▶ **WHAT YOU SHOULD DO**
Can you render every one of the items below as a JSON list of strings, with one string per line and any blank lines dropped?

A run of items
● ● ● ● ●
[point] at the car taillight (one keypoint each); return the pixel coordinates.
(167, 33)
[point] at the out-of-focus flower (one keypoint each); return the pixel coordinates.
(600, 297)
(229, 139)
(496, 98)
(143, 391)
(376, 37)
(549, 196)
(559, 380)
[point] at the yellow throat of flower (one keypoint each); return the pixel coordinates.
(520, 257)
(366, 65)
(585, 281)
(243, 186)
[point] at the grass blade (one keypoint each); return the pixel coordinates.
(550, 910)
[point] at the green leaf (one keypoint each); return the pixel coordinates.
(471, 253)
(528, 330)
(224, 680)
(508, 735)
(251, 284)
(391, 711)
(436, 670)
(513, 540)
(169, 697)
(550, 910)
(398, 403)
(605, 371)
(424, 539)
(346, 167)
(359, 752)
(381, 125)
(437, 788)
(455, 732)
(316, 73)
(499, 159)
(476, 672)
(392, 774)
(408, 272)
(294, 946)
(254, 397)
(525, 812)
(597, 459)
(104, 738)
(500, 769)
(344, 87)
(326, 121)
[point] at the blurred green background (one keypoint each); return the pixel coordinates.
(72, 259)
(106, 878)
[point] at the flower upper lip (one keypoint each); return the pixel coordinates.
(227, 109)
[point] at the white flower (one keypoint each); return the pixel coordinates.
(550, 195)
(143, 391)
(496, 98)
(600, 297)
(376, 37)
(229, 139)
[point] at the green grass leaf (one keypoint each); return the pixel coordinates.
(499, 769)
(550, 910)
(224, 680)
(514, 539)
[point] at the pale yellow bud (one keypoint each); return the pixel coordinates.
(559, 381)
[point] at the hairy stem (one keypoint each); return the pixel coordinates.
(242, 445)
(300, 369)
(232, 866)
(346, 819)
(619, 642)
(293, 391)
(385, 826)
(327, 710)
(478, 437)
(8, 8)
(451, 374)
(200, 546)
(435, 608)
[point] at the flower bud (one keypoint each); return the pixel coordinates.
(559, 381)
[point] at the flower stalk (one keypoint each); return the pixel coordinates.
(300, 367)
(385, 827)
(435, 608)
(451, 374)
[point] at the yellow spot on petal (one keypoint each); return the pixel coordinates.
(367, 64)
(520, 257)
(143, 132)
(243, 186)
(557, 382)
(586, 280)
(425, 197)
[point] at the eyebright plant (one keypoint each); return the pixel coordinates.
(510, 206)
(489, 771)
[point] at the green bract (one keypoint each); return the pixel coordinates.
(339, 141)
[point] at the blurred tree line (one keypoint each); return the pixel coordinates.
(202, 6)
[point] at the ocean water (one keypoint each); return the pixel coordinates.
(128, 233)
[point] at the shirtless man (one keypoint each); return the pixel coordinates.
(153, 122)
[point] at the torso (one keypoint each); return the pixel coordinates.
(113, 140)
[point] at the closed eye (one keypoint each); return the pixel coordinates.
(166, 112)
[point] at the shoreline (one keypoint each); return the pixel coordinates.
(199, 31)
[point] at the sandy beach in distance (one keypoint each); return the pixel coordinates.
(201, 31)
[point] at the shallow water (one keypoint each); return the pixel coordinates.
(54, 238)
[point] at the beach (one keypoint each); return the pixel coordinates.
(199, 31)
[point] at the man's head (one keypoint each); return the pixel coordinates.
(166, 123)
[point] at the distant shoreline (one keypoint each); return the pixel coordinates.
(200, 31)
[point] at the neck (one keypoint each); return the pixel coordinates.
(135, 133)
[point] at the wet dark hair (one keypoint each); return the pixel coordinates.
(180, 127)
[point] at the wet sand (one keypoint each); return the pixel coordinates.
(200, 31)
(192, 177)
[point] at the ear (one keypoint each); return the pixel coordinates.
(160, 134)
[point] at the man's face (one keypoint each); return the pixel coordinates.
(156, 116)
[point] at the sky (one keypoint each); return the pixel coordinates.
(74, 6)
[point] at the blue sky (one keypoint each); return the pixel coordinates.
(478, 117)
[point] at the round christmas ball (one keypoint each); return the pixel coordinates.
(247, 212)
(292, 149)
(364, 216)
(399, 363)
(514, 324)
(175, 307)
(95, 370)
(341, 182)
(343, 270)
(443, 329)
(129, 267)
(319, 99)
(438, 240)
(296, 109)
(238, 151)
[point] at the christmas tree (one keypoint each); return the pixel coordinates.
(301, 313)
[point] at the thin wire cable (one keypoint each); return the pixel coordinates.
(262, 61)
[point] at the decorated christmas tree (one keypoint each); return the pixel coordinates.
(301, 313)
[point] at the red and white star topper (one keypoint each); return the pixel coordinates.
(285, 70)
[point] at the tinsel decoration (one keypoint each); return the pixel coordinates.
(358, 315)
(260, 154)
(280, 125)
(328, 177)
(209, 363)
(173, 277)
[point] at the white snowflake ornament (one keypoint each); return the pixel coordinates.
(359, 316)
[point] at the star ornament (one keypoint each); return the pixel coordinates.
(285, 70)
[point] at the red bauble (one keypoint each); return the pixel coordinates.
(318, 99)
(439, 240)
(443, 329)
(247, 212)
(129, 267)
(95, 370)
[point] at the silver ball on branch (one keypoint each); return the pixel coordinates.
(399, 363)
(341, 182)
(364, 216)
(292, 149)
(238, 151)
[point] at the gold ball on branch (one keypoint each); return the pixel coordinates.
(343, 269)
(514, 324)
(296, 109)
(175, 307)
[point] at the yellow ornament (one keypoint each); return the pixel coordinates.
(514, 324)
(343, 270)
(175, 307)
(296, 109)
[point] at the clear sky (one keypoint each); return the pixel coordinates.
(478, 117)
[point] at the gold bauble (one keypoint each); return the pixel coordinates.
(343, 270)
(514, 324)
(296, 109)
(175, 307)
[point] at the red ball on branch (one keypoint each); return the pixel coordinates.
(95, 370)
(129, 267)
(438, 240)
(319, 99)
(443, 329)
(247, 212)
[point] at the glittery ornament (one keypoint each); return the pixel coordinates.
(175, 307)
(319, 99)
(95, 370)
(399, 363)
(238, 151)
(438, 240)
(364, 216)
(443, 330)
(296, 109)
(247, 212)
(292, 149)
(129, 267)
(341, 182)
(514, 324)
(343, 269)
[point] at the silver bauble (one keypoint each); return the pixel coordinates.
● ● ● ● ●
▶ **EXERCISE SOLUTION**
[
  "[point] at the car taillight (one keypoint each); return the pixel coordinates.",
  "(167, 33)",
  "[point] at the out-of-focus flower (one keypoint each); return the pixel coordinates.",
  "(600, 297)",
  "(229, 139)",
  "(496, 98)",
  "(143, 391)",
  "(376, 37)",
  "(549, 196)",
  "(559, 380)",
  "[point] at the yellow throat of flower (one keypoint each); return the pixel coordinates.",
  "(520, 257)",
  "(366, 65)",
  "(585, 281)",
  "(243, 186)",
  "[point] at the grass blade (one keypoint each); return the pixel coordinates.",
  "(550, 910)",
  "[point] at the green leaf (one keypoint each); return the pixel coordinates.",
  "(471, 253)",
  "(528, 330)",
  "(224, 680)",
  "(508, 735)",
  "(251, 284)",
  "(391, 711)",
  "(436, 670)",
  "(513, 540)",
  "(169, 697)",
  "(550, 910)",
  "(398, 403)",
  "(605, 371)",
  "(424, 539)",
  "(346, 167)",
  "(359, 752)",
  "(381, 125)",
  "(437, 788)",
  "(455, 732)",
  "(316, 73)",
  "(499, 159)",
  "(476, 672)",
  "(392, 774)",
  "(408, 272)",
  "(294, 946)",
  "(254, 397)",
  "(525, 812)",
  "(597, 459)",
  "(104, 738)",
  "(500, 769)",
  "(344, 87)",
  "(326, 121)",
  "[point] at the blurred green background (one keypoint each); return the pixel coordinates.",
  "(72, 259)",
  "(106, 878)",
  "[point] at the flower upper lip (one keypoint each); return the pixel coordinates.",
  "(227, 109)",
  "[point] at the white flower (one keypoint each); return the pixel coordinates.",
  "(550, 195)",
  "(143, 391)",
  "(496, 98)",
  "(600, 297)",
  "(376, 37)",
  "(229, 139)",
  "[point] at the green grass leaf (one keypoint each); return the pixel coordinates.",
  "(499, 769)",
  "(550, 910)",
  "(224, 680)",
  "(514, 539)",
  "[point] at the pale yellow bud (one keypoint each); return the pixel coordinates.",
  "(559, 381)",
  "[point] at the hairy stem (one keypoint each); return the pixel coordinates.",
  "(242, 445)",
  "(300, 369)",
  "(232, 866)",
  "(346, 819)",
  "(619, 642)",
  "(293, 391)",
  "(385, 826)",
  "(327, 710)",
  "(478, 437)",
  "(8, 8)",
  "(451, 374)",
  "(200, 546)",
  "(435, 608)",
  "[point] at the flower bud (one keypoint each); return the pixel coordinates.",
  "(559, 381)",
  "[point] at the flower stalk (one keypoint each); return the pixel coordinates.",
  "(300, 367)",
  "(385, 827)",
  "(435, 608)",
  "(451, 374)",
  "[point] at the yellow spot on petal (one keypoint each); return the pixel coordinates.",
  "(367, 64)",
  "(520, 257)",
  "(143, 132)",
  "(243, 186)",
  "(557, 382)",
  "(586, 280)",
  "(425, 197)",
  "[point] at the eyebright plant (one keypoint each); return the pixel coordinates.",
  "(510, 206)",
  "(489, 771)",
  "[point] at the green bract (one keypoint each); return the pixel coordinates.",
  "(339, 141)",
  "[point] at the blurred tree line (one keypoint each); return the pixel coordinates.",
  "(202, 6)",
  "[point] at the ocean water (one keypoint each); return the pixel coordinates.",
  "(128, 233)",
  "[point] at the shirtless man (one keypoint each); return the pixel coordinates.",
  "(153, 122)",
  "[point] at the torso (one keypoint each); return the pixel coordinates.",
  "(113, 140)",
  "[point] at the closed eye (one keypoint each); return the pixel coordinates.",
  "(166, 112)",
  "[point] at the shoreline (one keypoint each); return the pixel coordinates.",
  "(199, 31)",
  "[point] at the sandy beach in distance (one keypoint each); return the pixel coordinates.",
  "(201, 31)",
  "[point] at the shallow water (one keypoint each); return the pixel coordinates.",
  "(54, 238)",
  "[point] at the beach (one keypoint each); return the pixel coordinates.",
  "(199, 31)",
  "[point] at the man's head (one keypoint each); return the pixel coordinates.",
  "(166, 123)",
  "[point] at the distant shoreline (one keypoint each); return the pixel coordinates.",
  "(200, 31)",
  "[point] at the neck (one keypoint each); return the pixel coordinates.",
  "(135, 133)",
  "[point] at the wet dark hair (one keypoint each); return the pixel coordinates.",
  "(180, 127)",
  "[point] at the wet sand (one keypoint each); return the pixel coordinates.",
  "(200, 31)",
  "(192, 177)",
  "[point] at the ear (one keypoint each); return the pixel coordinates.",
  "(160, 134)",
  "[point] at the man's face (one keypoint each); return the pixel coordinates.",
  "(156, 116)",
  "[point] at the sky (one keypoint each); return the pixel coordinates.",
  "(74, 6)",
  "[point] at the blue sky (one keypoint each); return the pixel coordinates.",
  "(478, 117)",
  "[point] at the round christmas ball (one keypoint each); return the pixel coordinates.",
  "(247, 212)",
  "(292, 149)",
  "(364, 216)",
  "(399, 363)",
  "(514, 324)",
  "(175, 307)",
  "(95, 370)",
  "(341, 182)",
  "(343, 270)",
  "(443, 329)",
  "(129, 267)",
  "(319, 99)",
  "(438, 240)",
  "(296, 109)",
  "(238, 151)",
  "[point] at the christmas tree (one keypoint each); return the pixel coordinates.",
  "(301, 313)",
  "[point] at the thin wire cable (one keypoint each); return the pixel coordinates.",
  "(262, 61)",
  "[point] at the decorated christmas tree (one keypoint each); return the pixel coordinates.",
  "(301, 313)",
  "[point] at the red and white star topper (one keypoint each); return the pixel coordinates.",
  "(285, 70)",
  "[point] at the tinsel decoration (one keypoint each); return the pixel coordinates.",
  "(358, 315)",
  "(260, 154)",
  "(280, 125)",
  "(328, 177)",
  "(209, 363)",
  "(173, 277)",
  "[point] at the white snowflake ornament (one keypoint each); return the pixel coordinates.",
  "(359, 316)",
  "[point] at the star ornament (one keypoint each); return the pixel coordinates.",
  "(285, 70)",
  "[point] at the red bauble (one keypoint each); return the pixel coordinates.",
  "(318, 99)",
  "(439, 240)",
  "(443, 329)",
  "(247, 212)",
  "(129, 267)",
  "(95, 370)",
  "[point] at the silver ball on branch (one keypoint each); return the pixel coordinates.",
  "(399, 363)",
  "(341, 182)",
  "(364, 216)",
  "(292, 149)",
  "(238, 151)",
  "[point] at the gold ball on branch (one keypoint each); return the pixel coordinates.",
  "(343, 269)",
  "(514, 324)",
  "(296, 109)",
  "(175, 307)",
  "[point] at the yellow ornament (one keypoint each); return the pixel coordinates.",
  "(514, 324)",
  "(343, 270)",
  "(175, 307)",
  "(296, 109)",
  "[point] at the clear sky (one keypoint each); return the pixel coordinates.",
  "(478, 117)",
  "[point] at the gold bauble (one keypoint each); return the pixel coordinates.",
  "(343, 270)",
  "(514, 324)",
  "(296, 109)",
  "(175, 307)",
  "[point] at the red ball on branch (one keypoint each); return the pixel coordinates.",
  "(95, 370)",
  "(129, 267)",
  "(438, 240)",
  "(319, 99)",
  "(443, 329)",
  "(247, 212)",
  "[point] at the glittery ornament (one keypoint each); return the pixel coordinates.",
  "(175, 307)",
  "(319, 99)",
  "(95, 370)",
  "(399, 363)",
  "(238, 151)",
  "(438, 240)",
  "(364, 216)",
  "(443, 330)",
  "(296, 109)",
  "(247, 212)",
  "(292, 149)",
  "(129, 267)",
  "(341, 182)",
  "(514, 324)",
  "(343, 269)",
  "[point] at the silver bauble (one keypoint each); return the pixel coordinates."
]